*INFORMATION SHOWN*
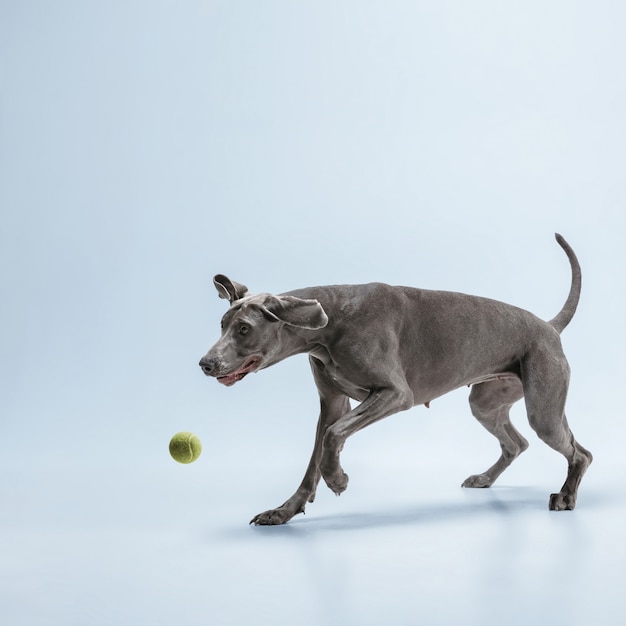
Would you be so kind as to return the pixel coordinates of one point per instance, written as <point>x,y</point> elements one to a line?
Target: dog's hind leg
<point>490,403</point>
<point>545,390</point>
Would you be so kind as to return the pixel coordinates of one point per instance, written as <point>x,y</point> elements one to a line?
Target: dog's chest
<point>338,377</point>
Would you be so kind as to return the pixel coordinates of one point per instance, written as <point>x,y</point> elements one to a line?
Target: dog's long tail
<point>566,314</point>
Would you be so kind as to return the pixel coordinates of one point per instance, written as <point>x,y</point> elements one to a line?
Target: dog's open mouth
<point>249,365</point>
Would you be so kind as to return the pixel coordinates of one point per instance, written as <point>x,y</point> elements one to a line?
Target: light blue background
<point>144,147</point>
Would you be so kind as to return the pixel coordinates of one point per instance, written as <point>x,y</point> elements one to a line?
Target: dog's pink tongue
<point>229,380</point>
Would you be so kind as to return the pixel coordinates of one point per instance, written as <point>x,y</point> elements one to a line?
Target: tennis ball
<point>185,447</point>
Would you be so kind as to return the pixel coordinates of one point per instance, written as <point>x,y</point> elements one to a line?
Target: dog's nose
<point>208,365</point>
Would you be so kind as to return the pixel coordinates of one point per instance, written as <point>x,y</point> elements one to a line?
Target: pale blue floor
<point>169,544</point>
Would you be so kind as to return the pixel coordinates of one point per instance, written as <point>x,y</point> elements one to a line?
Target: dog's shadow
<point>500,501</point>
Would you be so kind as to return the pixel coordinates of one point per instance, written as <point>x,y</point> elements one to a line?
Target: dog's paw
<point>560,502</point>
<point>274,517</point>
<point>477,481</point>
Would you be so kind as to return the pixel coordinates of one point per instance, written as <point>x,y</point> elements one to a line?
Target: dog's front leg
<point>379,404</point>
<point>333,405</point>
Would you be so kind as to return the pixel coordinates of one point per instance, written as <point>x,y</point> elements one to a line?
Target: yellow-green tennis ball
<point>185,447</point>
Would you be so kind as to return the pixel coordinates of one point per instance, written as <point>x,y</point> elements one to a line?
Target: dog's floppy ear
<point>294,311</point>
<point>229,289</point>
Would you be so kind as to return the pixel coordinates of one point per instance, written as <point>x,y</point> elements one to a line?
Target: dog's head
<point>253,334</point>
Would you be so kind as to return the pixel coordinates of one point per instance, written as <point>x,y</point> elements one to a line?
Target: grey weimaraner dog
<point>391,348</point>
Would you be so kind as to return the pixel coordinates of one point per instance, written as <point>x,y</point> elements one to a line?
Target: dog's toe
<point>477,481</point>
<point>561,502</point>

* * *

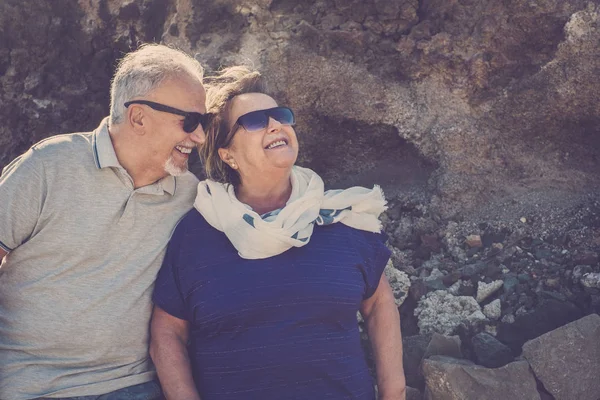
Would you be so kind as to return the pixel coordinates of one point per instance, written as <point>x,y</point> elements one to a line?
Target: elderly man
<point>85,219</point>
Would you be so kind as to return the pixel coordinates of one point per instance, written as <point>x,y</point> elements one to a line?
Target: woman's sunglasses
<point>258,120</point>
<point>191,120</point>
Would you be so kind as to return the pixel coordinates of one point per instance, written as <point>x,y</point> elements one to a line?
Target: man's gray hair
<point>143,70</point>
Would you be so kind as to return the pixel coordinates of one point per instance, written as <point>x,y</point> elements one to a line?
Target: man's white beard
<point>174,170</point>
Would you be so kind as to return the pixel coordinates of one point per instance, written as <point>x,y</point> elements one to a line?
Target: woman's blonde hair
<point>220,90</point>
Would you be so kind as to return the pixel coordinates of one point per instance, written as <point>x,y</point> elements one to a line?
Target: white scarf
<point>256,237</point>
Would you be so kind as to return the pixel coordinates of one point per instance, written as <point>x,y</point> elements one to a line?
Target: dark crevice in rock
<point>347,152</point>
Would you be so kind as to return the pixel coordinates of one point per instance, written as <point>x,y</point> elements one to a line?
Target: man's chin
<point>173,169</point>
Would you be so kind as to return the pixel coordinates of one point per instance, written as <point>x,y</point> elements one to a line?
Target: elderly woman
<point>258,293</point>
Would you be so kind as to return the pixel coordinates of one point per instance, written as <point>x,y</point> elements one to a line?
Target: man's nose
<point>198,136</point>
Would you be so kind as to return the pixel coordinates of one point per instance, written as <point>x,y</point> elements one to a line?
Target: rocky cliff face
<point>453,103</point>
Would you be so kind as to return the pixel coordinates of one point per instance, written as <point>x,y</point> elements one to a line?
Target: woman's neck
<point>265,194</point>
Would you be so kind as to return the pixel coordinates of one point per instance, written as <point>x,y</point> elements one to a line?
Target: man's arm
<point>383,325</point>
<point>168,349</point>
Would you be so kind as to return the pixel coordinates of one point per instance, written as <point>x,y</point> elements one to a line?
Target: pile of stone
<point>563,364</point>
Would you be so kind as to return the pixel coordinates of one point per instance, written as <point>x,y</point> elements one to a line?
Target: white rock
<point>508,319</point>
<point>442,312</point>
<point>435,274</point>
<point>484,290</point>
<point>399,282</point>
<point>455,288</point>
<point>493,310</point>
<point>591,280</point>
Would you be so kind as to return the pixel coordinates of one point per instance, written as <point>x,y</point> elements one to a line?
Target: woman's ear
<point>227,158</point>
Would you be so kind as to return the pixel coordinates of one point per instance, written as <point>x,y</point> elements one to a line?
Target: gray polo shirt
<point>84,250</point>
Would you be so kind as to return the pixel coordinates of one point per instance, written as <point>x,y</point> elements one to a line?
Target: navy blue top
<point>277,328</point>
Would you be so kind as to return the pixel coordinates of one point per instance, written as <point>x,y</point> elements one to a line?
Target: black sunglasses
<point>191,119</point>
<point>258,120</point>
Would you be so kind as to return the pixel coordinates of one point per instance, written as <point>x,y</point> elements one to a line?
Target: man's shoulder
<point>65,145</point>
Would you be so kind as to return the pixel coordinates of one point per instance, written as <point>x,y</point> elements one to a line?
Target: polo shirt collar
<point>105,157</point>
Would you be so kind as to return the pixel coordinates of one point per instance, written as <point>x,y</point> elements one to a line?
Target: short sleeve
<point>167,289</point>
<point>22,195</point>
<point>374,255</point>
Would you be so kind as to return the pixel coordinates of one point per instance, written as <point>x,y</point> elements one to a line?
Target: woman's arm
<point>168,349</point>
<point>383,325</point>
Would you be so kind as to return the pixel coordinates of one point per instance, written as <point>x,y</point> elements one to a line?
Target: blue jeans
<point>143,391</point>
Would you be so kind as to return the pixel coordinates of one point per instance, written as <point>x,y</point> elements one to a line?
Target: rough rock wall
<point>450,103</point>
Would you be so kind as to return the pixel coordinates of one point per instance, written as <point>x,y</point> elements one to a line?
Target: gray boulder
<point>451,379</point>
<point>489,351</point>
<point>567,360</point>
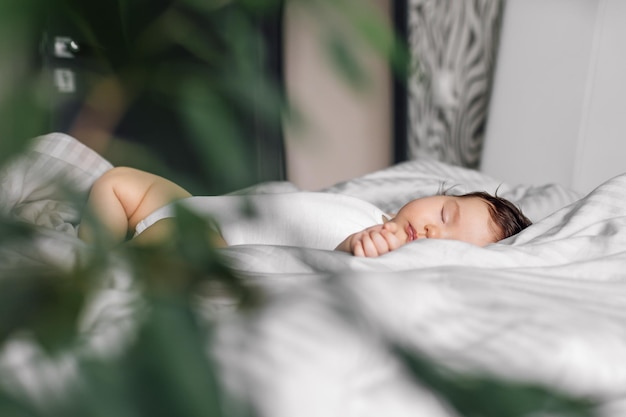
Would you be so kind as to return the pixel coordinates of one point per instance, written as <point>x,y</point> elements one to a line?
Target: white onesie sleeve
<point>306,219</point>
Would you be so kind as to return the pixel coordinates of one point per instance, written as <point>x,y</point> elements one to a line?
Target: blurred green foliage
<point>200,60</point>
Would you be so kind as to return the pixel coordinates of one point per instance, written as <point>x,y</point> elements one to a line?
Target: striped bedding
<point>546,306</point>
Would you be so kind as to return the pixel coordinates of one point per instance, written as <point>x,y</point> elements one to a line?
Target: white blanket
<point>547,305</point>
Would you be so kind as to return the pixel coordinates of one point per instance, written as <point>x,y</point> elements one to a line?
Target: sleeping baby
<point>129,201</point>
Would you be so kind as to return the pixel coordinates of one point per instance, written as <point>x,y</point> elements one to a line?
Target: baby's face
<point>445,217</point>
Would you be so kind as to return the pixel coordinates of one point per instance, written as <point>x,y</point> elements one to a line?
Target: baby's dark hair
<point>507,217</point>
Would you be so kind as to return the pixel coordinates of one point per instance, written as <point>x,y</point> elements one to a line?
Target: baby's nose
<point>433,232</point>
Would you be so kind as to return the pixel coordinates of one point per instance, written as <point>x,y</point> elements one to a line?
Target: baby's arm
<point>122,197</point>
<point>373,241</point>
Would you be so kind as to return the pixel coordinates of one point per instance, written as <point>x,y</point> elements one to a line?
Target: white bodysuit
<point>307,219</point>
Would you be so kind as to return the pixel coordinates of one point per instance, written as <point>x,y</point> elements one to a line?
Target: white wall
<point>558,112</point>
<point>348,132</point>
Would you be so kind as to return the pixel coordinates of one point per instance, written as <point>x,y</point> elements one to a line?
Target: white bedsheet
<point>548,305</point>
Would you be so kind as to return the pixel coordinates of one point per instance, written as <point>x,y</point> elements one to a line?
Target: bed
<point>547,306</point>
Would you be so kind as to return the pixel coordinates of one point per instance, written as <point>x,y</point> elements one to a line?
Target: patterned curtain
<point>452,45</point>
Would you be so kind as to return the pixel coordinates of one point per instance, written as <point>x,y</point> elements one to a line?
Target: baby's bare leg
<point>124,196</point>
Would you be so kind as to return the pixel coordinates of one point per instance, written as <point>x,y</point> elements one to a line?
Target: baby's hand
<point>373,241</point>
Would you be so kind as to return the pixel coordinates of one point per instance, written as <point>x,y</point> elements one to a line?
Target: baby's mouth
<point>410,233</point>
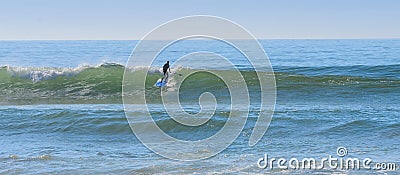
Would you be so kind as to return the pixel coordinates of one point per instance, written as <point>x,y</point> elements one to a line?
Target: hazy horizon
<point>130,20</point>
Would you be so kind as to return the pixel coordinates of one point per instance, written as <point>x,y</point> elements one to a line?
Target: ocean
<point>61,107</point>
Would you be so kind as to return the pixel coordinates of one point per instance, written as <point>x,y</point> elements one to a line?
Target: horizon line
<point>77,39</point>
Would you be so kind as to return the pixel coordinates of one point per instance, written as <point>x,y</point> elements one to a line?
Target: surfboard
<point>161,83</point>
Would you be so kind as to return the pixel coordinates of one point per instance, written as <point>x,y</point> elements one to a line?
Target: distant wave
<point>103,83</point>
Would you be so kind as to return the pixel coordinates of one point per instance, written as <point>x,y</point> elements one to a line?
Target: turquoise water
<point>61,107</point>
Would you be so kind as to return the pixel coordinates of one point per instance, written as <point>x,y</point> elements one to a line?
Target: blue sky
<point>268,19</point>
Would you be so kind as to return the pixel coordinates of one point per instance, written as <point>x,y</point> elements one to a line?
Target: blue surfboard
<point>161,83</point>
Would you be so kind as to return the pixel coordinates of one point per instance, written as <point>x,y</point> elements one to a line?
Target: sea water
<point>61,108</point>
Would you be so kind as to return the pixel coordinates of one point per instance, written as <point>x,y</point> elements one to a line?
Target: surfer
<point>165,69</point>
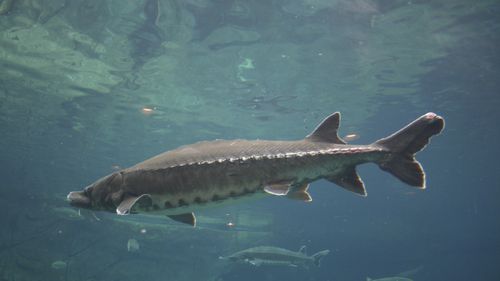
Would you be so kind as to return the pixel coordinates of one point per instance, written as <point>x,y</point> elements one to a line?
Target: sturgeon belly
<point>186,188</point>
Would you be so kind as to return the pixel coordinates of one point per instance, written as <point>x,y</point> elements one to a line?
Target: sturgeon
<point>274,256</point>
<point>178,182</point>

*INSTRUCTION*
How many lines in the material contain the word "sleeve"? Reply with the number alone.

*FULL RESPONSE*
2